>> Start
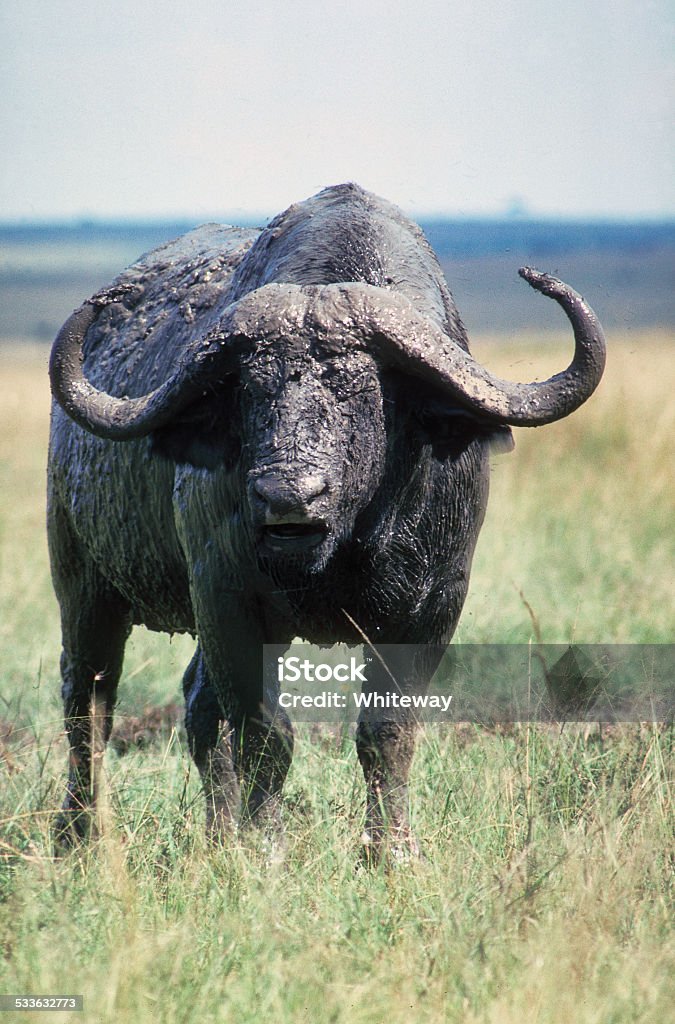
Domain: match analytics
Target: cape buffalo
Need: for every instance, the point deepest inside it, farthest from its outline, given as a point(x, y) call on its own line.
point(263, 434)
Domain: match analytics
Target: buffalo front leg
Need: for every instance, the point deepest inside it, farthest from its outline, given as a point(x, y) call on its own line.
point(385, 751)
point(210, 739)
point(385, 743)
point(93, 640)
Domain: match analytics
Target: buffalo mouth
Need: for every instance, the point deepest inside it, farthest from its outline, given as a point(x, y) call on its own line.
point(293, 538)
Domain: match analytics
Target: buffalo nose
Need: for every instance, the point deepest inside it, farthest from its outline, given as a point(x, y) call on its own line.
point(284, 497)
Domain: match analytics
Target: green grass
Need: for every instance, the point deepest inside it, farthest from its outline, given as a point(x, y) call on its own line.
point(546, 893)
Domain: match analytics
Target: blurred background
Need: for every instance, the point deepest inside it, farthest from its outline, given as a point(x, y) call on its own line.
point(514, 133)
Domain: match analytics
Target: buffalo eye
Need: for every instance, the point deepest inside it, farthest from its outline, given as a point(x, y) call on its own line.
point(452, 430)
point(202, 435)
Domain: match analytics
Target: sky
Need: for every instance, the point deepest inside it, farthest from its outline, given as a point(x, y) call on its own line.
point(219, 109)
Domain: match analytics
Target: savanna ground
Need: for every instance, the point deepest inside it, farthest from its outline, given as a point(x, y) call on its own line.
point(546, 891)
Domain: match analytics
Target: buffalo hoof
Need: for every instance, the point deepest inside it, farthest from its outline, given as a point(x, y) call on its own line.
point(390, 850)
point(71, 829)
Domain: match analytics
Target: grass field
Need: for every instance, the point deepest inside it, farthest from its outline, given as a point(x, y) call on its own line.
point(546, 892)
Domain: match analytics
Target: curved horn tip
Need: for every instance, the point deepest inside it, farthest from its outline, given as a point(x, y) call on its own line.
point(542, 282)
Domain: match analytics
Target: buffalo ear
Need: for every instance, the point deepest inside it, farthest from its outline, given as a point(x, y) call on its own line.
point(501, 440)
>> End
>> Start
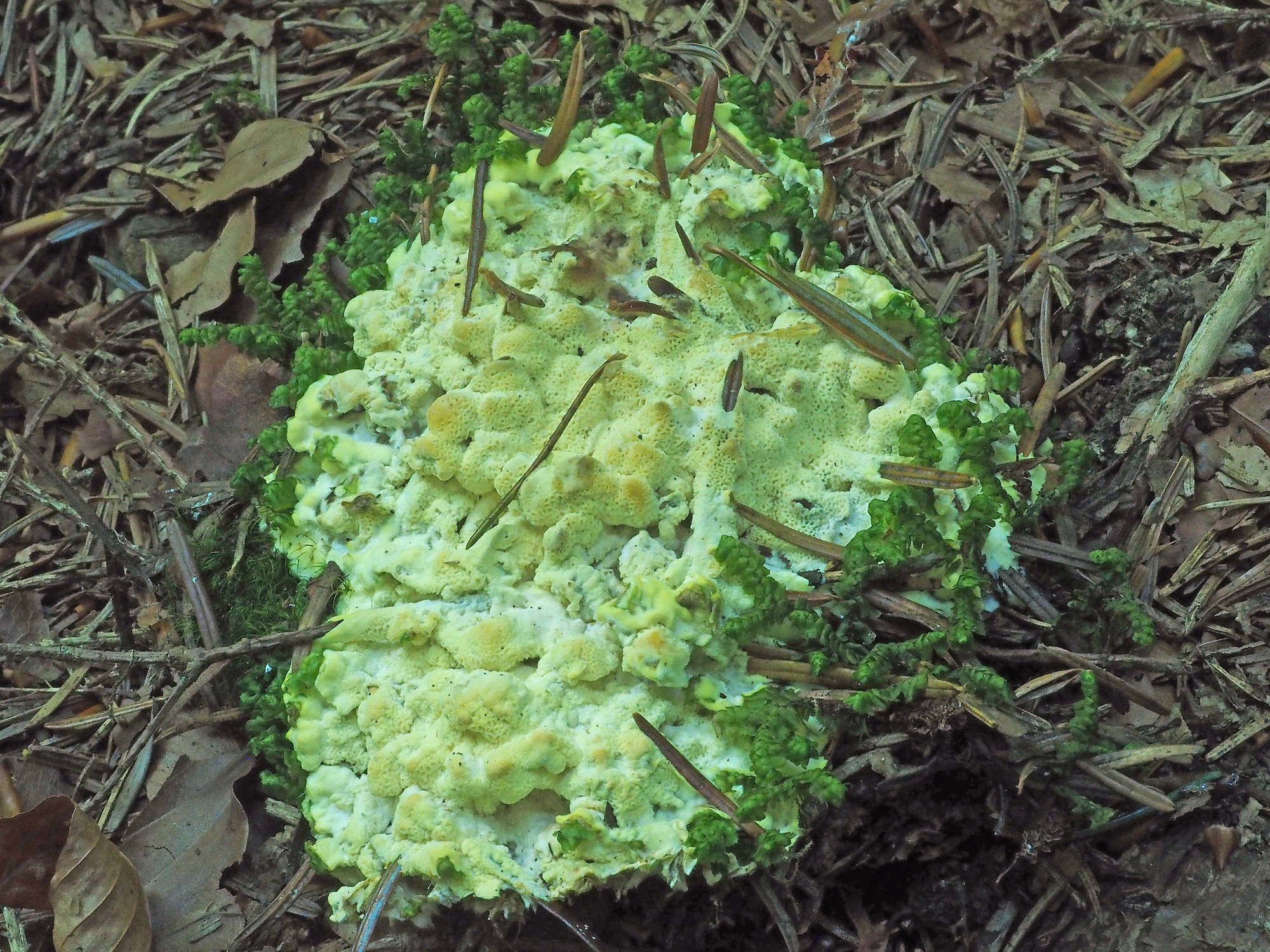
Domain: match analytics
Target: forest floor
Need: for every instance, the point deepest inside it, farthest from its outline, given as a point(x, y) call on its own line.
>> End
>> Start
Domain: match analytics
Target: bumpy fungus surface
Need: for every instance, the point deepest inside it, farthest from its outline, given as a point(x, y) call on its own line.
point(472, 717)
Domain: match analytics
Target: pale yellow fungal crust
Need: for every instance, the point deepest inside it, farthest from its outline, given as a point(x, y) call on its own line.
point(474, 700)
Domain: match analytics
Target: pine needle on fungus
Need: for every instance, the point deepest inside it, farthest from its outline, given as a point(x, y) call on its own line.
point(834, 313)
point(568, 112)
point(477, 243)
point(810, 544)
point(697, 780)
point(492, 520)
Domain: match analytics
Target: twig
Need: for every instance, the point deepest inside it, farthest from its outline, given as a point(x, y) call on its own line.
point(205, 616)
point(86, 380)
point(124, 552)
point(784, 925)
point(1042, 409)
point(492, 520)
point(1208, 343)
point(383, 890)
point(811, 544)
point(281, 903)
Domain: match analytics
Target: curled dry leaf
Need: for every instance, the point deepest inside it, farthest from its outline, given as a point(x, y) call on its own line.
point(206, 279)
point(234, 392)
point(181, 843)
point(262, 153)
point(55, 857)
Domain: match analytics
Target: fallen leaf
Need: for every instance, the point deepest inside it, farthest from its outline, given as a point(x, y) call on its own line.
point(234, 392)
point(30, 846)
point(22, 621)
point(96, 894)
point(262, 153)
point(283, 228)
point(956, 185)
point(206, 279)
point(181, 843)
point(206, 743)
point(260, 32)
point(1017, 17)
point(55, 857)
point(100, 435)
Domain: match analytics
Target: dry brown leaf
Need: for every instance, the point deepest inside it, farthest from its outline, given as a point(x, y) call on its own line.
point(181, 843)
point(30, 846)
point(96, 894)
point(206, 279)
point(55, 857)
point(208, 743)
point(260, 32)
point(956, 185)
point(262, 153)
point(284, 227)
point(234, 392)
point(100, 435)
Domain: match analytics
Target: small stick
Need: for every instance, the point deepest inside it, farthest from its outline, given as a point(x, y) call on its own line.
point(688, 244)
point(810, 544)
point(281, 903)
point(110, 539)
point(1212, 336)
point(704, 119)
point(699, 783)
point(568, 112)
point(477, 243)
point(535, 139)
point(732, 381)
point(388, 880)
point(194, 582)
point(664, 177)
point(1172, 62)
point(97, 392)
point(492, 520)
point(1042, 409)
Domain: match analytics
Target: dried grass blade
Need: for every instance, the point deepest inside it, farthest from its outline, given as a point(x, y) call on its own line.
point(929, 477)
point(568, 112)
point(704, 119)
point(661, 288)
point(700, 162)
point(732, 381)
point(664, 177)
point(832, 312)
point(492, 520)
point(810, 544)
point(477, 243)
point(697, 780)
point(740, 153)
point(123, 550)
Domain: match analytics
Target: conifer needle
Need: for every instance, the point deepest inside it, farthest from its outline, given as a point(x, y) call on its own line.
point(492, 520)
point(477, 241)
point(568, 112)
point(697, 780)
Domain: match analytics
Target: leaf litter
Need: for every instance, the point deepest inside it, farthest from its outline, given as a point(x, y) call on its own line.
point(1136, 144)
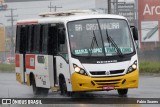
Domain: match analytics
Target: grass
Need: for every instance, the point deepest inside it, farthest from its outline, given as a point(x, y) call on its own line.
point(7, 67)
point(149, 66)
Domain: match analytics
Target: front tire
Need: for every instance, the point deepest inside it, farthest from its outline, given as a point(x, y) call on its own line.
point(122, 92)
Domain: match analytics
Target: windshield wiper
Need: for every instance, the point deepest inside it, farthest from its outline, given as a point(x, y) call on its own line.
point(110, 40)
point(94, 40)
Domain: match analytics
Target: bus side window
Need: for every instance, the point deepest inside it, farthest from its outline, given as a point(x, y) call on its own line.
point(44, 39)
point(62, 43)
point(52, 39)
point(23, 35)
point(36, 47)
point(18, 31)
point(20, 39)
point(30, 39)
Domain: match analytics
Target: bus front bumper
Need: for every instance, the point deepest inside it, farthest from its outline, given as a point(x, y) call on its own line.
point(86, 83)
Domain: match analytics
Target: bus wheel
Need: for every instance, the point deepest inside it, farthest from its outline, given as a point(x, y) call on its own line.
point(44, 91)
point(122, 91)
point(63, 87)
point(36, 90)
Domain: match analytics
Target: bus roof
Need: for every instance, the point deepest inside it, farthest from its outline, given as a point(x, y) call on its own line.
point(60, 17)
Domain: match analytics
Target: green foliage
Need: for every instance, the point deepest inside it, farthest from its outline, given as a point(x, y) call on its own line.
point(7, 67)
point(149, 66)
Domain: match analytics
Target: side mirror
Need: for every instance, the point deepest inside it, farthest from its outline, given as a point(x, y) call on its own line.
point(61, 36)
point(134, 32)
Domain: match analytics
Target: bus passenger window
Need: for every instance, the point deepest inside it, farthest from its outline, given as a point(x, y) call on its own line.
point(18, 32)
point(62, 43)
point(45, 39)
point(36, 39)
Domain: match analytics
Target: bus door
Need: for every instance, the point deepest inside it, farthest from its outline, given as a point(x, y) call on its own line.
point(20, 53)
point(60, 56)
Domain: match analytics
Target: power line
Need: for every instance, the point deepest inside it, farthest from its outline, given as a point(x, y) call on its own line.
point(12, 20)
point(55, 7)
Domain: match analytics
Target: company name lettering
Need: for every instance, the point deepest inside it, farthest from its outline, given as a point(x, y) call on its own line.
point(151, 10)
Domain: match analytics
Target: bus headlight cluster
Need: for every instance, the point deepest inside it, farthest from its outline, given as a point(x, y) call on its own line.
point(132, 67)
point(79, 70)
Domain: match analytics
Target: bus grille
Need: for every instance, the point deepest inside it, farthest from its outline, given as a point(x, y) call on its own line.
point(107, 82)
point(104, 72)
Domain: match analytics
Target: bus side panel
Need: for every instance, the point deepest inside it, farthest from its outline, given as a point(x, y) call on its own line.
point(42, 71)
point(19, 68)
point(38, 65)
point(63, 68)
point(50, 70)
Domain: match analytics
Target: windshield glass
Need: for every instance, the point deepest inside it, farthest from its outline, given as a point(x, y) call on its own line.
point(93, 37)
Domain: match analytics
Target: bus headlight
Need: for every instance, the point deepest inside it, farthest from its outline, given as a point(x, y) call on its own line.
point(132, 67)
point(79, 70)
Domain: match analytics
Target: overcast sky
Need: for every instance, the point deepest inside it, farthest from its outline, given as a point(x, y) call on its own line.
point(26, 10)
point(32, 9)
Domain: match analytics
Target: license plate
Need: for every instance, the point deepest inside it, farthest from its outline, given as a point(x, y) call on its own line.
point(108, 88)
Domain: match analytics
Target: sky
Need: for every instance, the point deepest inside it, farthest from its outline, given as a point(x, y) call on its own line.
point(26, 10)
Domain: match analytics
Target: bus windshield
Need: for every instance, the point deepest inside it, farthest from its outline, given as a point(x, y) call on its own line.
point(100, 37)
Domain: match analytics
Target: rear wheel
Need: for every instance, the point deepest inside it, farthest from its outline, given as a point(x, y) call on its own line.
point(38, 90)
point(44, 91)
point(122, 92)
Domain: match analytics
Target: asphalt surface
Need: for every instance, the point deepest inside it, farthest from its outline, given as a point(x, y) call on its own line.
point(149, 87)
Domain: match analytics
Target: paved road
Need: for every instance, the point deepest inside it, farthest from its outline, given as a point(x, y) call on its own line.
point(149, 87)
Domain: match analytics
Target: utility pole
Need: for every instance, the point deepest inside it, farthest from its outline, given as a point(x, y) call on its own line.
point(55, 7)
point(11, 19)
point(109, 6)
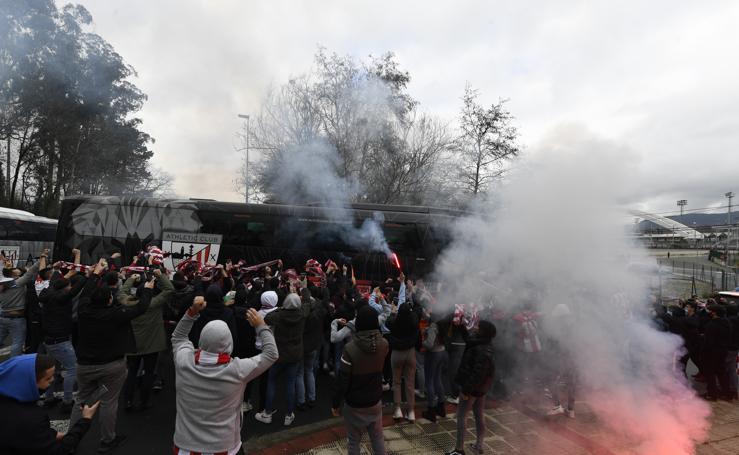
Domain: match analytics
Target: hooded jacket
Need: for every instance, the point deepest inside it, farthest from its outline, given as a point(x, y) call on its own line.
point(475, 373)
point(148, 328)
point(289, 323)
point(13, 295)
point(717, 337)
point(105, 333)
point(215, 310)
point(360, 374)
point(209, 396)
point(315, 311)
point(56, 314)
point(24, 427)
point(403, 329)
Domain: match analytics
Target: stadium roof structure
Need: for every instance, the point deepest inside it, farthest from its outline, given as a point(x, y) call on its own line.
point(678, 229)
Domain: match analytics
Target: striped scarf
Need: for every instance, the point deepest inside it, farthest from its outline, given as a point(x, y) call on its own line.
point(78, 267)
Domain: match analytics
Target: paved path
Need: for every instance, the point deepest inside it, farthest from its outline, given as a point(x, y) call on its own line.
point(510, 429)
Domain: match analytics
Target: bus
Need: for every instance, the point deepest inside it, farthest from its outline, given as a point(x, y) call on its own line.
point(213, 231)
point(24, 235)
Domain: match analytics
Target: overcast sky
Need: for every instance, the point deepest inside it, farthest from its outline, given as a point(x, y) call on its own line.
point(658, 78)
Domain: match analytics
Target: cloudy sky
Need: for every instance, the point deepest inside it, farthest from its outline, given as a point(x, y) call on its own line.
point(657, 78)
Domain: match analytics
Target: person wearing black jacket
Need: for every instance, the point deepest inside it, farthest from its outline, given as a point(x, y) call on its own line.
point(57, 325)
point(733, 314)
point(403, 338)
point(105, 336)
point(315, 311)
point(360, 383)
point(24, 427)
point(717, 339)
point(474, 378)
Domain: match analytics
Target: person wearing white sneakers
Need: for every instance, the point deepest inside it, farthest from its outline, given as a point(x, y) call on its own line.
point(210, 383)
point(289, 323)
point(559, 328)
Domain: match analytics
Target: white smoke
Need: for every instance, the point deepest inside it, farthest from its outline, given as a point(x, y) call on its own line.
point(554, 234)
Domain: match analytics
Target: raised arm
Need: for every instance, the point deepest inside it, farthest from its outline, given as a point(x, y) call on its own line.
>> End
Count the lines in the material above that contain the word "wearing", and give only that number.

2